- [Übungsaufgaben]
A) Schreiben Sie aus dem Text zum Kindergeldstreit den Abschnitt zwischen „Mit Bescheid vom“ und „Einkommensteuergesetzes (EStG) habe.“ wörtlich ab, beide Stellen eingeschlossen.
B) Führen Sie den Text zum Kindergeldstreit im Anschluss an seinen letzten Satz weiter.
=== Vorgegebener Text ===
Mit Bescheid vom 26. November 2014 hob die Beklagte und Revisionsbeklagte (Familienkasse) die Kindergeldfestsetzung für [X.] ab [X.]uli 2014 auf. Sie vertrat die Auffassung, dass [X.] mit der Abschlussprüfung im Gesundheitswesen eine abgeschlossene Ausbildung i.S. des § 32 Abs. 4 Satz 2 des Einkommensteuergesetzes (EStG) habe.

3

Der Einspruch des [X.] blieb erfolglos (Einspruchsentscheidung vom 2. Februar 2015). Das Finanzgericht ([X.]) wies die Klage mit seinem in Entscheidungen der Finanzgerichte (E[X.]) 2015, 1537 veröffentlichten Urteil ab.

4

Mit der Revision rügt der Kläger die Verletzung materiellen Rechts.

5

Er macht unter Hinweis auf das Urteil des [X.] ([X.]) vom 15. April 2015 V R 27/14 ([X.]E 249, 500) geltend, dass mehraktige Ausbildungsmaßnahmen dann als Teil einer einheitlichen Erstausbildung zu qualifizieren seien, wenn sie zeitlich und inhaltlich so aufeinander abgestimmt seien, dass die Ausbildung nach Erreichen des ersten Abschlusses fortgesetzt werden solle und das --von den Eltern und dem [X.] bestimmte Berufsziel erst über den weiterführenden Abschluss erreicht werden könne. Zur Erreichung des Berufsziels der Tochter im [X.] sei ein Studium erforderlich gewesen.
=== Auszug der Datensätze ===
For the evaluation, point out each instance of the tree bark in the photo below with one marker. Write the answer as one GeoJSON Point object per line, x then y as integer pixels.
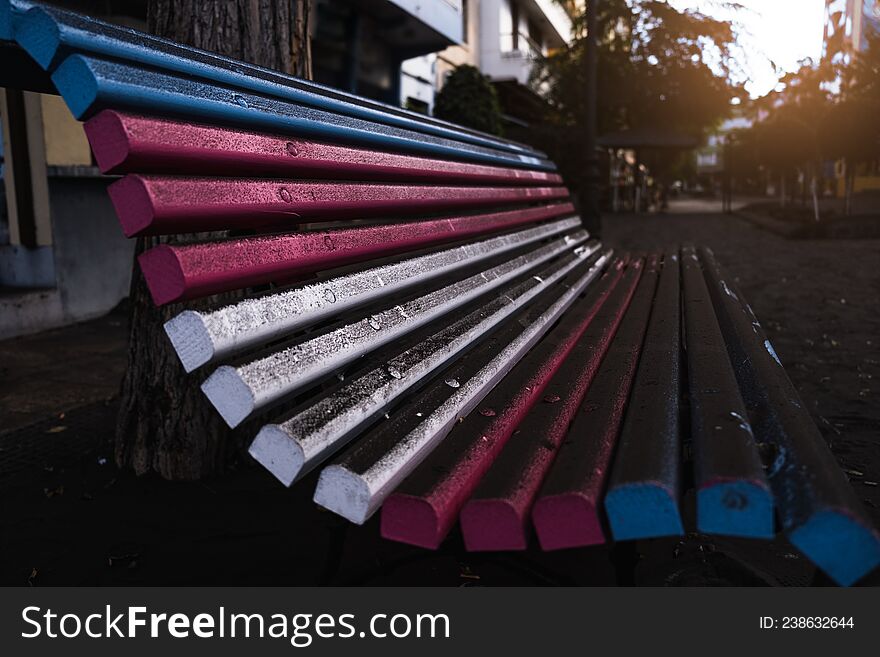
{"type": "Point", "coordinates": [165, 423]}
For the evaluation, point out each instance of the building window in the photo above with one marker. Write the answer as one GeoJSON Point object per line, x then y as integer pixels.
{"type": "Point", "coordinates": [508, 24]}
{"type": "Point", "coordinates": [464, 20]}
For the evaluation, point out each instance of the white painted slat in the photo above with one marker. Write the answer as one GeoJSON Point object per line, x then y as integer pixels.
{"type": "Point", "coordinates": [356, 493]}
{"type": "Point", "coordinates": [237, 391]}
{"type": "Point", "coordinates": [201, 337]}
{"type": "Point", "coordinates": [293, 446]}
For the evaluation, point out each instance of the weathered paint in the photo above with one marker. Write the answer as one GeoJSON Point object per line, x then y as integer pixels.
===
- [Lösungen je Aufgabe]
A)
Mit Bescheid vom 26. November 2014 hob die Beklagte und Revisionsbeklagte (Familienkasse) die Kindergeldfestsetzung für [X.] ab [X.]uli 2014 auf. Sie vertrat die Auffassung, dass [X.] mit der Abschlussprüfung im Gesundheitswesen eine abgeschlossene Ausbildung i.S. des § 32 Abs. 4 Satz 2 des Einkommensteuergesetzes (EStG) habe.

B)
6

Der Kläger beantragt,
das Urteil des [X.] Rheinland-Pfalz vom 25. [X.]uni 2015  6 K 1216/15 und den Bescheid der Familienkasse vom 26. November 2014 in Gestalt der Einspruchsentscheidung vom 2. Februar 2015 aufzuheben.

7

Die Familienkasse beantragt,
die Revision zurückzuweisen.

8

Die Beteiligten sind mit einer Entscheidung ohne mündliche Verhandlung einverstanden (§ 90 Abs. 2 der Finanzgerichtsordnung --[X.]O-- [X.]. § 121 [X.]O).

Entscheidungsgründe

9

II. Die Revision ist unbegründet und daher gemäß § 126 Abs. 2 [X.]O zurückzuweisen. Das [X.] hat zu Recht entschieden, dass dem Kläger kein Kindergeldanspruch für den Zeitraum ab [X.]uli 2014 zusteht.

1. Gemäß § 62 Abs. 1, § 63 Abs. 1 Satz 1 Nr. 1, § 32 Abs. 4 Satz 1 Nr. 2 Buchst. a EStG besteht Anspruch auf Kindergeld u.a. für Kinder, die das 18., aber noch nicht das 25. Lebensjahr vollendet haben und für einen Beruf ausgebildet werden. Nach Abschluss einer erstmaligen Berufsausbildung oder eines Erststudiums wird ein Kind in den Fällen des § 32 Abs. 4 Satz 1 Nr. 2 EStG nur berücksichtigt, wenn es keiner Erwerbstätigkeit nachgeht (§ 32 Abs. 4 Satz 2 EStG). Eine Erwerbstätigkeit mit bis zu 20 Stunden regelmäßiger wöchentlicher Arbeitszeit, ein Ausbildungsdienstverhältnis oder ein geringfügiges Beschäftigungsverhältnis i.S. der §§ 8 und 8a des [X.] sind unschädlich (§ 32 Abs. 4 Satz 3 EStG).

2. Die Berücksichtigung der Tochter des [X.] ist ab [X.]uli 2014 ausgeschlossen, weil [X.] eine erstmalige Berufsausbildung abgeschlossen hatte und während ihrer nachfolgenden ([X.] mehr als 20 Stunden in der Woche arbeitete (§ 32 Abs. 4 Satz 2 EStG).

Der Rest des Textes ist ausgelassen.